▸ **The input**
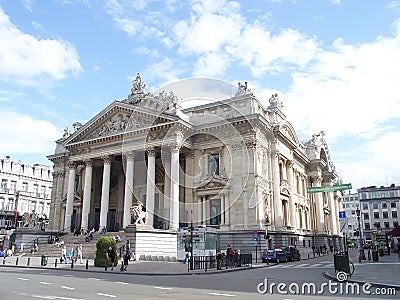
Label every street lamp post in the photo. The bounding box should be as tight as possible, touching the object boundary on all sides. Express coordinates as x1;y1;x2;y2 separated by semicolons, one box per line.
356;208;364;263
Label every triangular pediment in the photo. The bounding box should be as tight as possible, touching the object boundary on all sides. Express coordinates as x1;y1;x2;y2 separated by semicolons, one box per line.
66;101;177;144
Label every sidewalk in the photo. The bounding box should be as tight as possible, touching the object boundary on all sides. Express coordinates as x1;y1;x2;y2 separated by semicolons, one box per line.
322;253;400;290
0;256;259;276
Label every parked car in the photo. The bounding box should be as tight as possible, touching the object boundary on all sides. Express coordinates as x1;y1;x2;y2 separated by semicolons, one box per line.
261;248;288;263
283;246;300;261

---

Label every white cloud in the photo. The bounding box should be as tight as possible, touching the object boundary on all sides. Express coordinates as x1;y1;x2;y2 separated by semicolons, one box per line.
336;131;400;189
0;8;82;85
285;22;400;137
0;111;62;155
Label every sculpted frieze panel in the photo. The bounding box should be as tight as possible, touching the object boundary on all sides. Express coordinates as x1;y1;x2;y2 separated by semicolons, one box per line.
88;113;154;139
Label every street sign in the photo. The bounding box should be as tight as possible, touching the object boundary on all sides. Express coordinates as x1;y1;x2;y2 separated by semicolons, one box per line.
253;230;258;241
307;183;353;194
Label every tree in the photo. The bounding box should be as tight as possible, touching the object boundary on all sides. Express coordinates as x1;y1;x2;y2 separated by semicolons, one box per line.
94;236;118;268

==

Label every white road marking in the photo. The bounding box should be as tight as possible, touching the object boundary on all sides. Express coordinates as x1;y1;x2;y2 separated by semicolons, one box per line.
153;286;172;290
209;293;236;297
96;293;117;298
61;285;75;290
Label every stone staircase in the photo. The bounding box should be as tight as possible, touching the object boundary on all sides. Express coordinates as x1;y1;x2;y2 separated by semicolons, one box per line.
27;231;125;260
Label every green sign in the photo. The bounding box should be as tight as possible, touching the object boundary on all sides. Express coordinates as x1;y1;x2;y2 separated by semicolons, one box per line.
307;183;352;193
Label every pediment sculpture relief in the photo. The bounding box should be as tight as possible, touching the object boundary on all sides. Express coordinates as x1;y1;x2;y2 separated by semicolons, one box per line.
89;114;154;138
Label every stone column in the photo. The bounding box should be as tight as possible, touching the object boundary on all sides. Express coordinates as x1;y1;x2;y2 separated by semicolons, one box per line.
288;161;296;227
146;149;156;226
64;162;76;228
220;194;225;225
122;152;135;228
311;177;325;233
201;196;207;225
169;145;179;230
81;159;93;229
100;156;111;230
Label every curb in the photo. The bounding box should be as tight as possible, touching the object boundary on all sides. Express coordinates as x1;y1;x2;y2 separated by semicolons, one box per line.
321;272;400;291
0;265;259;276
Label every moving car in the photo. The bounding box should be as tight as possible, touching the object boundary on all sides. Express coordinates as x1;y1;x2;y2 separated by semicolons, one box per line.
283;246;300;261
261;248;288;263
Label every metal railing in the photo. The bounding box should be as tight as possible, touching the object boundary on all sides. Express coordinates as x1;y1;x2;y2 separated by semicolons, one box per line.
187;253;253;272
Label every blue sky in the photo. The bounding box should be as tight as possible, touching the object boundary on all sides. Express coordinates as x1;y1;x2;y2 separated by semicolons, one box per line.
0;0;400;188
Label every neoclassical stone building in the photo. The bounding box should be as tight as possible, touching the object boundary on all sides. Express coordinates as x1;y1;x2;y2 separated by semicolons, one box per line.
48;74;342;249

▸ **Written problem**
Swap "frieze panel" for "relief panel" in the lines from the one containing "Label every sculpted" through the one containing "94;236;118;268", inclusive, and write out only those lines with nothing else changed.

▸ **Worked answer**
Label every sculpted relief panel in the photo. The bounding box should be as tight as possible, touching the object boundary on all sides. Express coordinates as x1;y1;x2;y2 separated by semicolons, one box per line.
88;113;154;139
Label every street sign in the photo. The bounding box should be as tight as possible, touching the object boundary on all sides. Express coordinates as x1;y1;x2;y2 separated by semicolons, one box per line.
253;230;258;241
307;183;353;194
Label every tree in the photo. The bounding box should be as tight as possible, touching the object boundary on all sides. Express coordinates as x1;y1;x2;y2 separated by semicolons, one box per line.
94;236;118;268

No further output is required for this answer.